- Task objective:
In the passage below about Fr. Tritz, what did he ask the writer to do in his room on the night they first met?

- Excerpted text:
◆ ◆ ◆ ◆

Thus did Fr. Tritz value his link to the Jesuits despite living and working on his own. It is this great capacity of Fr. Tritz to love the poor and work for them, knowing that his brother Jesuits are always behind him, that has had a great impact on me personally. I first met him around 1999 in Cebu where I was a regent. He had some business there and was staying in the Jesuit community. He was already in his mid-80s. One night, he arrived and happened to see me in the corridor. He asked me to help him in his room because he had difficulty bending down. He actually asked me to remove his socks and shoes. What a lesson in humility, I thought to myself. There was no formal introduction and exchange of pleasantries. It was late at night, he was tired and needed help, so I stepped up for the job. Who could have known that one day I would inherit his mission as President of the ERDA Group? When I began this work alongside my duties at Xavier, Fr. Tritz was already in declining health and we could not have extended conversations. And yet he is to me a living reminder of the Christian and Jesuit vocation to take care of those left behind by society. What we often talk and write about, Fr. Tritz has modeled in his life.

◆ ◆ ◆ ◆

- Information provided:
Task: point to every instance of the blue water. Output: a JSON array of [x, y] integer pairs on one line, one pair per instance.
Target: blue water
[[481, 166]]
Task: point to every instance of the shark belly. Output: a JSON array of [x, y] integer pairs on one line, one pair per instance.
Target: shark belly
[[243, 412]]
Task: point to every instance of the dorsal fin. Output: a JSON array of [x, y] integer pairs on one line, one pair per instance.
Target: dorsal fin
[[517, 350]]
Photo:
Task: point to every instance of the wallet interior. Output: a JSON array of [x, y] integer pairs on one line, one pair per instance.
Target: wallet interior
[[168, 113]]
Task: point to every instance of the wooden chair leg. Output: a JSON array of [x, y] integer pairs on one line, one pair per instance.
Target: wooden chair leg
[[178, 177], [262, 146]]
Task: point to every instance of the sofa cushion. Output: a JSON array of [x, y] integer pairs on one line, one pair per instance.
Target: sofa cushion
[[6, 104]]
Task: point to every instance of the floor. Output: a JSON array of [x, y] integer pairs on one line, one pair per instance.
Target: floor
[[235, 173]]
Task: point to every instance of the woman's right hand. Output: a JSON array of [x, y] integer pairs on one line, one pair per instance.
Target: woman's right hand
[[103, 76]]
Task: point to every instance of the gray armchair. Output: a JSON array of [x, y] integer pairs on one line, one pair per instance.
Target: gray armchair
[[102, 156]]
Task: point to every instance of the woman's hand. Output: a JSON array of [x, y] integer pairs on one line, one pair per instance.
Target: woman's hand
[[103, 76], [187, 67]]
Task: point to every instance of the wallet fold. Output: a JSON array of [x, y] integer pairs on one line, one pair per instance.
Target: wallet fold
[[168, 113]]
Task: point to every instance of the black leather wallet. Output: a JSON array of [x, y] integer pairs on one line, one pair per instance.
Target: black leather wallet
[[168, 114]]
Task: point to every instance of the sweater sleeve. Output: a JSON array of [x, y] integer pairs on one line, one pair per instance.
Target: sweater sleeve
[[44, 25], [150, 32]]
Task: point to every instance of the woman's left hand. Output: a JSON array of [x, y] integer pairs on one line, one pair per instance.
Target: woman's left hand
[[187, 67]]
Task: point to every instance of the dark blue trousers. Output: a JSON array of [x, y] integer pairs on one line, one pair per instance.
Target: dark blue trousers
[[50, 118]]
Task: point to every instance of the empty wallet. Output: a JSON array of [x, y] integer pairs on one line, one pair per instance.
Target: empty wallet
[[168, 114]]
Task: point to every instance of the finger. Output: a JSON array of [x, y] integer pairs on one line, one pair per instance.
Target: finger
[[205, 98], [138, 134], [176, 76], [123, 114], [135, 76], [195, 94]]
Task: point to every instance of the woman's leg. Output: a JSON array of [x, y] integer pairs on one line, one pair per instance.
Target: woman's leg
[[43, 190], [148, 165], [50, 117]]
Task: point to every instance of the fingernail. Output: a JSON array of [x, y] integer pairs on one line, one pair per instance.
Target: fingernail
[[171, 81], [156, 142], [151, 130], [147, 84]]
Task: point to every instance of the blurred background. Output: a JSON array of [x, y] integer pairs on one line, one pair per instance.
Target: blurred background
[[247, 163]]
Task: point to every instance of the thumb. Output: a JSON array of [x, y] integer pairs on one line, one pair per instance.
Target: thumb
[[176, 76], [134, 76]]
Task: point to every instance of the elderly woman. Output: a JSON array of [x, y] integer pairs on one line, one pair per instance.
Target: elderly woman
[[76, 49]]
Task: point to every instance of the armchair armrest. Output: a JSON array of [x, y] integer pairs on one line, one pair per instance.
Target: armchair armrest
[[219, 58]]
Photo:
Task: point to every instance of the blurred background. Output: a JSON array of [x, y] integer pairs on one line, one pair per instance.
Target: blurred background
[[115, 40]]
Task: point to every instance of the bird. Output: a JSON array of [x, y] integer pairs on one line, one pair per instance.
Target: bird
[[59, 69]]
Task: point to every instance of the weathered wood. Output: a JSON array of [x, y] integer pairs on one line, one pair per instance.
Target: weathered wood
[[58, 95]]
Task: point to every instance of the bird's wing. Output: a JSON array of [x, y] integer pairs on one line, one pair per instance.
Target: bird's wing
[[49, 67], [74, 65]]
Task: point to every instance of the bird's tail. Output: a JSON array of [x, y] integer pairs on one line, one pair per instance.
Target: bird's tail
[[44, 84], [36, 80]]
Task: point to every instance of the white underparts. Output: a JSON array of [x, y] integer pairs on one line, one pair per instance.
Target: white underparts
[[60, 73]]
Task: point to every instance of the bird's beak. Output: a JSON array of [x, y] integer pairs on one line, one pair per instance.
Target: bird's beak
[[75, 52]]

◆ ◆ ◆ ◆

- Task output:
He asked the writer to remove his socks and shoes.